Point-per-instance localization data
---

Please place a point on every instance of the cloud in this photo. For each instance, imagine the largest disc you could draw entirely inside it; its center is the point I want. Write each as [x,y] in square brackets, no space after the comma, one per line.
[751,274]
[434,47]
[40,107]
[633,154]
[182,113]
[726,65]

---

• [Task statement]:
Recopy all the entries faithfully, leaving none out.

• [Task response]:
Please place a point on every instance of the cloud in this photo. For each instance, imagine the largest disc you could draw entirely inside it; its center is the point I want. Write each as [x,y] in square brackets, no space after the comma, one per line.
[751,274]
[434,47]
[40,107]
[633,154]
[182,113]
[726,65]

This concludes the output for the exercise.